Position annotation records
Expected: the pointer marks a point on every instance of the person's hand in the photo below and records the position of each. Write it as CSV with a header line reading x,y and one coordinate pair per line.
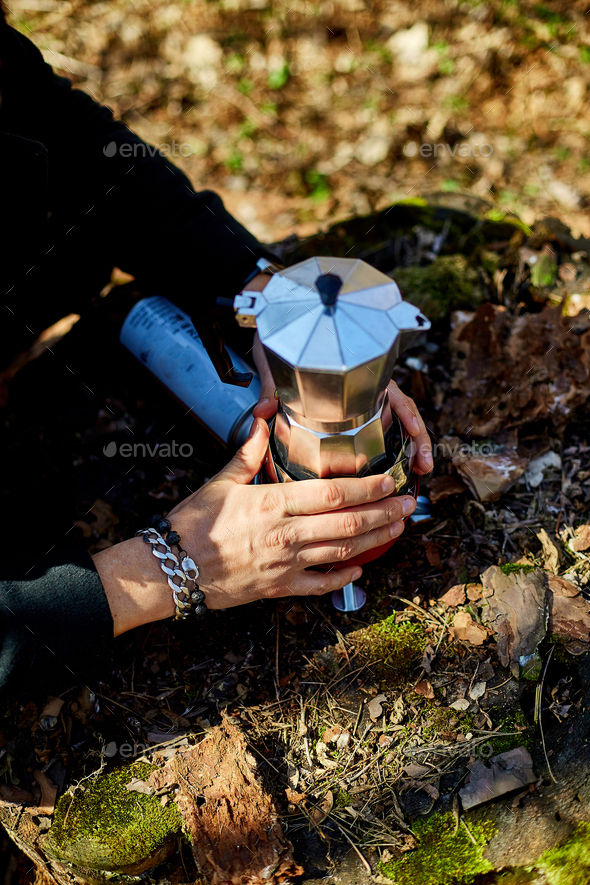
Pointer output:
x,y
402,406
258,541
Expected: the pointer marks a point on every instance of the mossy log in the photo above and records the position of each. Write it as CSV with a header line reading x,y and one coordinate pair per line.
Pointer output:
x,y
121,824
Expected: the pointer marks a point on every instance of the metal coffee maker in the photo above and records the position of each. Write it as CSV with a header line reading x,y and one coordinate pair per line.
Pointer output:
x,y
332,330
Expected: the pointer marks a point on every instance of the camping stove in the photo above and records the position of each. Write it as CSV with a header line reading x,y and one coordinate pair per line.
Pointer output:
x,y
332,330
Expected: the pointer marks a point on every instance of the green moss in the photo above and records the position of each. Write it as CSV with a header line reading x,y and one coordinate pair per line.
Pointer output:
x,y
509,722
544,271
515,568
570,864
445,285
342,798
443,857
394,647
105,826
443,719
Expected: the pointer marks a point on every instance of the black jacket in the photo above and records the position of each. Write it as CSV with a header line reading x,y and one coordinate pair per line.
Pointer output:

-- WHAT TO DO --
Copy the listing word for word, excluding its pictures.

-- EXPECTED ANSWER --
Expected: the pointer marks a point on every instance of the person's hand in the photo below and records the position of each. Write it as CSV with a header line reading x,y and one coordinate pair per line.
Pointer output:
x,y
402,406
258,541
Expected: the pointer marks a point on every instance of the mossy log in the photo above and records the position of each. Write it as CSV with a header line reading x,y and one coordinate pair per line.
Pointer output:
x,y
121,824
Expected: the pointer marks a point on every instance of the metal coffee maker in the photo above and records the position of each. Write it as CSV with a header line reading x,y and one coordinate pair per line.
Pointer output:
x,y
332,330
Expected: the pointer marks a point on every instance of the camping stove in the photo above and records the position of each. Write it as CSV with a header line reading x,y and one coordinate pair per line.
Pointer output:
x,y
332,330
Expected: the pointer marks a point on every instance of the green moss in the photo above and records the position of each. Write it as CSV with a header line reading x,y and one coordinate pair per line.
Pointer output:
x,y
509,722
544,271
515,568
570,864
445,285
342,798
443,857
394,647
105,826
443,719
Expected: the pointer marks a point on every instance of the black jacket in the photo above and records the position of each. Write it as CSV with a header line reading x,y and one coordinate pair per line.
Pointer output:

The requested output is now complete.